Records from a dataset
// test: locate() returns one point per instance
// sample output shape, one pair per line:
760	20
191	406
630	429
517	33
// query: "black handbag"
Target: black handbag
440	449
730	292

WORK INSTRUCTIONS: Your task is to transcribe each record faithfully and in full.

OUTPUT OF THE EXERCISE:
// test: locate() returns one point per instance
// sample output shape, one pair per line:
760	20
191	406
630	429
517	33
// query: "black handbag"
Target: black handbag
440	449
730	292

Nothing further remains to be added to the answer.